• YANG PERLU DILAKUKAN:
(a) Ubah paragraf dalam teks tentang pameran Green Plastic Trees yang diawali dengan "Dari sudut pandang yang lain" menjadi daftar singkat yang tetap memuat fakta-fakta utamanya.
(b) Teruskan teks tentang pameran Green Plastic Trees mulai sesudah kalimat terakhirnya.

Terdapat kontradiksi dalam judul
pameran ini: Green Plastic Trees.
Apabila judul tersebut mewujud sebagai sebuah benda, maka ia adalah pohon
plastik. Warna dan bentuknya menyerupai pohon, namun sifatnya yang tidak lekang
oleh waktu, tidak tumbuh, tidak hidup, dibuat oleh manusia, dan berbahan dasar
plastik membuatnya menjadi pohon-pohonan:
pohon jadi-jadian. Meskipun pohon ini memiliki dua elemen penting dalam
usahanya menjadi sebuah pohon, namun tetap saja ia sintetis dan palsu.
Dari sudut pandang yang lain,
pohon malang yang dicap palsu tersebut bisa jadi merupakan sebuah karya yang
terinspirasi oleh alam dan representasi dari dunia nyata. Ia diletakkan di
sudut meja kerja atau di dalam sebuah pusat perbelanjaan untuk menghadirkan
kealamian di ruang tersebut. Bisa saja pohon tersebut merupakan perwujudan
bentuk fisik dari keindahan, kejujuran, dan hal-hal baik lainnya. Sebuah usaha untuk menciptakan suasana yang
ideal.

• MATERI HASIL EKSTRAKSI:

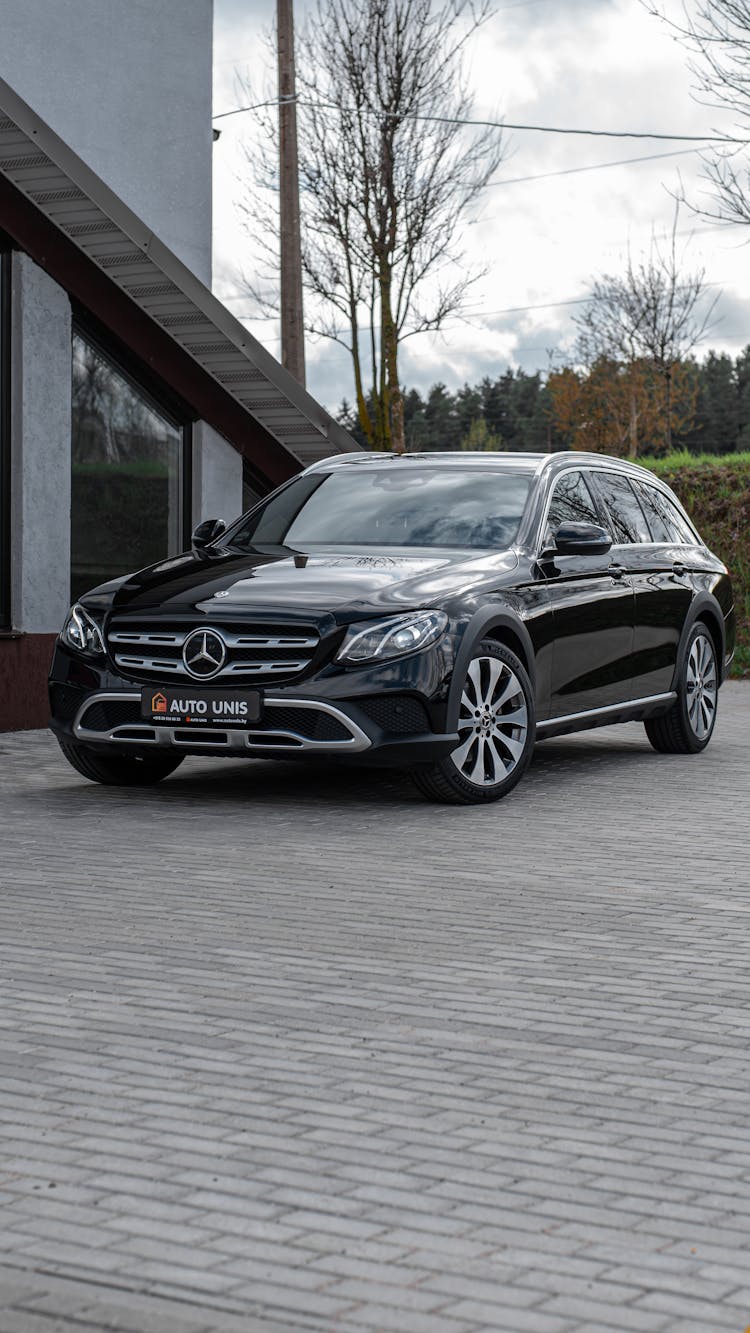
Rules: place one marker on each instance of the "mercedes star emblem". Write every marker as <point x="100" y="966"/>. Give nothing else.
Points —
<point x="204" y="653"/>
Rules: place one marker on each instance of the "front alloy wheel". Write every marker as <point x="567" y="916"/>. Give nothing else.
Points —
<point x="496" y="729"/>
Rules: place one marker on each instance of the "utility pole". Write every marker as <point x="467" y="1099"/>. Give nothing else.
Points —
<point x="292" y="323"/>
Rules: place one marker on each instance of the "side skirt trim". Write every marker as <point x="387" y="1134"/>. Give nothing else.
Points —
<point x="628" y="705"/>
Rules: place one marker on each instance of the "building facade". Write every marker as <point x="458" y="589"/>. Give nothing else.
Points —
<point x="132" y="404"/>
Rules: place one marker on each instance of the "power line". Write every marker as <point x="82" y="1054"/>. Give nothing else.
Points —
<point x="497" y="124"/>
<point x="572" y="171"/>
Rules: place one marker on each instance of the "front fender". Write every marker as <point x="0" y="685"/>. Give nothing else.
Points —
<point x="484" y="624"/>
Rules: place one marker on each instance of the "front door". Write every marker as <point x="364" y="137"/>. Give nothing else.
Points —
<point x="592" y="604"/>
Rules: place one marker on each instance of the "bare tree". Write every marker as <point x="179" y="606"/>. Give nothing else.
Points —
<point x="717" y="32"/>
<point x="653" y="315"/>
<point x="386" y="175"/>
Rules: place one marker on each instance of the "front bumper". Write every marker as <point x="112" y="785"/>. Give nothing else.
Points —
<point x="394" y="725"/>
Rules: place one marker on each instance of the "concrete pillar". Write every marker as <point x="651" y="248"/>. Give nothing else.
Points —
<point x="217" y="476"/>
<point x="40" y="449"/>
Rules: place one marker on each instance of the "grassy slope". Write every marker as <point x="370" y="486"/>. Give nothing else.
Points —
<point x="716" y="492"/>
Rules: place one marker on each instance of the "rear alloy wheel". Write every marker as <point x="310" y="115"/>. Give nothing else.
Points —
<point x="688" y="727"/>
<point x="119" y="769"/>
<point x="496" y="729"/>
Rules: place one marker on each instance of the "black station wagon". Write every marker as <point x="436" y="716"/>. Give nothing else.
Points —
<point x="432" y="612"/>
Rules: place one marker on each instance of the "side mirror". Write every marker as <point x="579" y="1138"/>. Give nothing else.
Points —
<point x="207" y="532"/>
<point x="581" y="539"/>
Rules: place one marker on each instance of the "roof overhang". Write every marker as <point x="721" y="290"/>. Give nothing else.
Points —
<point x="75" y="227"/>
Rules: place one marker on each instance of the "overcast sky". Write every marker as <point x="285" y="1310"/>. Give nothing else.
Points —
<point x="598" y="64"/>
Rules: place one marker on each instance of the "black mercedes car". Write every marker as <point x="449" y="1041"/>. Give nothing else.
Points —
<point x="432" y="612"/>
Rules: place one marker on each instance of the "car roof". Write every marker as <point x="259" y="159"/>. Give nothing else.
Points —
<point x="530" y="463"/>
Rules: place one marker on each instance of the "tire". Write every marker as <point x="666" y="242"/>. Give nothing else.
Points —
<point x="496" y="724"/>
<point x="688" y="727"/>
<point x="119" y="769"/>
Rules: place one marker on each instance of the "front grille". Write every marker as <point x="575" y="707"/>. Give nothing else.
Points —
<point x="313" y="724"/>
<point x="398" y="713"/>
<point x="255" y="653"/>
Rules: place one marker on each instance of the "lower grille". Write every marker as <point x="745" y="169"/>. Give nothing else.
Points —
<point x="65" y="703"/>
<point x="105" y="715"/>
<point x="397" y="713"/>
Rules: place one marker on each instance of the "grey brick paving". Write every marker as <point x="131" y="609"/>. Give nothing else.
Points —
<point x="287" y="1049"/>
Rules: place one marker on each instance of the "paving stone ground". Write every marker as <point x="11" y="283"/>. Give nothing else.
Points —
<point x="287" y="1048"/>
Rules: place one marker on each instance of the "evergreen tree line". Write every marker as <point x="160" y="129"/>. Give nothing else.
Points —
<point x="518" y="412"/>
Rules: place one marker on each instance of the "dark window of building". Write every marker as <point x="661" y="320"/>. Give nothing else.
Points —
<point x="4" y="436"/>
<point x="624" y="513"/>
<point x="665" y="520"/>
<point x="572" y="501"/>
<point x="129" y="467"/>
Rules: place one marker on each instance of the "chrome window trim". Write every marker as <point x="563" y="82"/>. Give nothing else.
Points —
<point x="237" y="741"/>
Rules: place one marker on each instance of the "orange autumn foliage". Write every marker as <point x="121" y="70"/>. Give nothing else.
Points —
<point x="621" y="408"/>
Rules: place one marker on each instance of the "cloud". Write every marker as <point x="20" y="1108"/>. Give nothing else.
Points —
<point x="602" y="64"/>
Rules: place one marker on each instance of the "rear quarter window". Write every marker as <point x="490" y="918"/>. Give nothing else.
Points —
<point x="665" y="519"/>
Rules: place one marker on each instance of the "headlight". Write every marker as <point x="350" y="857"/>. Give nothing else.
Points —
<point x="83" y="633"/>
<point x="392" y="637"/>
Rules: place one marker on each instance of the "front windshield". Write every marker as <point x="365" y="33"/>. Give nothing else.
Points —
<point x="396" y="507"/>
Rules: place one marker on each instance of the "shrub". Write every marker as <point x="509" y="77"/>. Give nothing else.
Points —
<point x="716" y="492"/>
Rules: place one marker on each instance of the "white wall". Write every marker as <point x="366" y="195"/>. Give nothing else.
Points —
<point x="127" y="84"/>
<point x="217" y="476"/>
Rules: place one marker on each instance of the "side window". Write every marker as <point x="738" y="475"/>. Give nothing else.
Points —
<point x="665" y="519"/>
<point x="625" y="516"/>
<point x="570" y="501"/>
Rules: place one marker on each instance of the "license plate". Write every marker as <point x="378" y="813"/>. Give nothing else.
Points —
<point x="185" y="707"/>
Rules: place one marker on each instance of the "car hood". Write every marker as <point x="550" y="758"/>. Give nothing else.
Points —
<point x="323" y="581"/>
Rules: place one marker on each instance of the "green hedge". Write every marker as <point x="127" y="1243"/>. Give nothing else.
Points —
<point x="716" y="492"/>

• KUMPULAN JAWABAN:
(a)
- Pohon plastik yang dicap palsu bisa dipandang sebagai karya yang terinspirasi oleh alam dan merupakan representasi dunia nyata.
- Pohon itu diletakkan di sudut meja kerja atau di pusat perbelanjaan untuk menghadirkan kealamian di ruang tersebut.
- Pohon itu bisa saja merupakan perwujudan fisik dari keindahan, kejujuran, dan hal-hal baik lainnya.
- Pohon itu merupakan usaha untuk menciptakan suasana yang ideal.

(b)
Mungkin saja, merujuk pada
kepercayaan Aristoteles atas ide dasar mimesis, pohon tersebut merupakan usaha
pembuatnya untuk menyempurnakan apa yang dilihatnya di alam dengan menghilangkan
siklus dan kesementaraannya. Bukankah penciptaan representasi atas alam
tersebut merupakan hal yang akrab dikenal dalam dunia seni? Sedangkan kebutuhan
untuk selalu menghadirkan kealamian tersebut muncul di berbagai sisi kehidupan
yang lain; mulai dari backdrop studio
foto bergambar pemandangan gunung dan sawah, sebuah padang yang membentang di
dalam layar komputer, tagar yang memanggil foto-foto alam yang seragam di instagram, pembuatan taman di halaman
belakang, hingga gerakan organik dan tindakan aktivisme yang memperjuangkan
kelestarian alam.
Dibalik kebutuhan untuk
menghadirkan kealamian di tengah kehidupan tersebut, bagaimanakah sesungguhnya
hubungan manusia dengan alamnya? Apakah posisi alam terdapat di perbincangan
tentang keindahan semata dan berhenti sebagai hiasan di dalam ruangan yang
terpisah dari alam yang sebenarnya?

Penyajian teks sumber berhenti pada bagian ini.